• **PASSAGE**
There are two clips on YouTube- the German commentary version (this is filmed in Berlin) is longer, with two separate chinlocks being clipped into one.

They do simple stuff to begin, actually getting a reaction since foreign fans will pop for EVERYTHING- Pug gets a cross-body and controls the arm. Sincere slaps him as a reversal, getting Pug all heated up, but he ignores an eyepoke and slaps him back. Belly-to-belly gets two, but Sincere reverses a corner whip and hits a powerslam & Vader Bomb-style elbowdrop for two with an arrogant cover. Clothesline gets two and he hits a chinlock as the crowd cheers… FOR A PORTEAU COMEBACK. Sal keeps on him with assorted basics (jawjackers, etc.), and hits a sleeper but Pug hits a Japanese-style backdrop suplex as Jim Cornette really sings his accolades on commentary re: technique and strength. That’s interesting. Porteau avoids a comeback with an inside cradle and hits a dropkick, but goes for a clothesline and Sincere catches him with Sincerely Yours (full-nelson slam) for the pin at (7:49, other version clipped to 4:54). Ooh, rough luck, kid.

Rating: *3/4 (decent little mini-match, kept very basic- both guys looked fine, if a bit bland, and the finish was good. Original version is actually a little worse since the clipped out stuff was meandering and had an extra-long chinlock)

• **Coordinate labeling data**
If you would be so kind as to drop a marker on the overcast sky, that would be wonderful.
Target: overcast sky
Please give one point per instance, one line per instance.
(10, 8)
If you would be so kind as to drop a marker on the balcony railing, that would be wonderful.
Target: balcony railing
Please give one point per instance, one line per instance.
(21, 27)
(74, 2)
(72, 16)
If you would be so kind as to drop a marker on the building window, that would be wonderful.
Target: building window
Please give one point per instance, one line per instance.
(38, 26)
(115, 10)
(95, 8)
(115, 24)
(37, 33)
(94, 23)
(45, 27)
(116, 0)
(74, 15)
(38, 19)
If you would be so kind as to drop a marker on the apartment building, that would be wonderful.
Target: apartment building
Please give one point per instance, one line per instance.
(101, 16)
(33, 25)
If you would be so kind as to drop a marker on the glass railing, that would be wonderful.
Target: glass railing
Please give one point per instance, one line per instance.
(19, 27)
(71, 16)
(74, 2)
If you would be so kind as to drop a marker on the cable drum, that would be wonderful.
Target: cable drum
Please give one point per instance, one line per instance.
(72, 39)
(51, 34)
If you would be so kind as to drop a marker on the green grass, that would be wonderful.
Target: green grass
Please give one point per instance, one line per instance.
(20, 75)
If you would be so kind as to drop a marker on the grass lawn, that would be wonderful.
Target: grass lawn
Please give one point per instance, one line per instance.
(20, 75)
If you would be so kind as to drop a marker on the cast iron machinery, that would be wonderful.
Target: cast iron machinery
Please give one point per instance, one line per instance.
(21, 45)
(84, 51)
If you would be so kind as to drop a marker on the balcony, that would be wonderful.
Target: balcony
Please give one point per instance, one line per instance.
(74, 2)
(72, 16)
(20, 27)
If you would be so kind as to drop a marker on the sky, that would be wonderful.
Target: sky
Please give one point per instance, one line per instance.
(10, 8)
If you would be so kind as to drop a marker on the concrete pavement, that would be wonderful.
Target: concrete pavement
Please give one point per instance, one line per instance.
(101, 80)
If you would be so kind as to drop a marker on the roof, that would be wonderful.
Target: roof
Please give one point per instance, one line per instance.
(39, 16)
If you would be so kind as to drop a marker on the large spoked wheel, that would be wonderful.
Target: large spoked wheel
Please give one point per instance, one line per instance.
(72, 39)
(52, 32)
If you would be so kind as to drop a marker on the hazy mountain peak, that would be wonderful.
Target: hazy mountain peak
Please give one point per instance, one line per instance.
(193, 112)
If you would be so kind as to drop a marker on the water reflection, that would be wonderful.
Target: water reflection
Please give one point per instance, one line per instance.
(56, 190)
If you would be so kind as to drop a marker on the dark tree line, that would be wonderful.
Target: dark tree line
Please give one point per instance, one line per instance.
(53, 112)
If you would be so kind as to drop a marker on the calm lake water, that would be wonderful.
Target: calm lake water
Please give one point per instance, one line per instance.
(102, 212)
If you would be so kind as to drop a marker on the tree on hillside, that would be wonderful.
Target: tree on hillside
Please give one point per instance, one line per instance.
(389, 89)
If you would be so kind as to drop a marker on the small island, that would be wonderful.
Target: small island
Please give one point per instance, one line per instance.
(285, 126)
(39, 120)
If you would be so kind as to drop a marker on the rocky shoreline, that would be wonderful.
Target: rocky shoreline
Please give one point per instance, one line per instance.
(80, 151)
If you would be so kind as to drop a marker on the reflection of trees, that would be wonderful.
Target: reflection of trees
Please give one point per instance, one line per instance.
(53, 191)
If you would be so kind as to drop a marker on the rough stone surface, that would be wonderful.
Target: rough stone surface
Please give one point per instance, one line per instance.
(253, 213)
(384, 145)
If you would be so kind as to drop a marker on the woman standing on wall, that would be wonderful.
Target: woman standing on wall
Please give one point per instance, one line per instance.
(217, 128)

• **LIST OF TASKS**
A. From the wrestling match review, write out the passage starting at "Rating: *3/4 (decent" and ending at "an extra-long chinlock)".
B. For each statement below, say yes or no as to whether the wrestling match review agrees with it, quoting the words that decide it: (i) The German commentary version was filmed in Berlin. (ii) Porteau wins the match by pin. (iii) The reviewer considers the original version better than the clipped one.

• **SOLUTIONS BELOW**
A.
Rating: *3/4 (decent little mini-match, kept very basic- both guys looked fine, if a bit bland, and the finish was good. Original version is actually a little worse since the clipped out stuff was meandering and had an extra-long chinlock)

B.
(i) Yes: "the German commentary version (this is filmed in Berlin)"
(ii) No: "Sincere catches him with Sincerely Yours (full-nelson slam) for the pin"
(iii) No: "Original version is actually a little worse since the clipped out stuff was meandering and had an extra-long chinlock"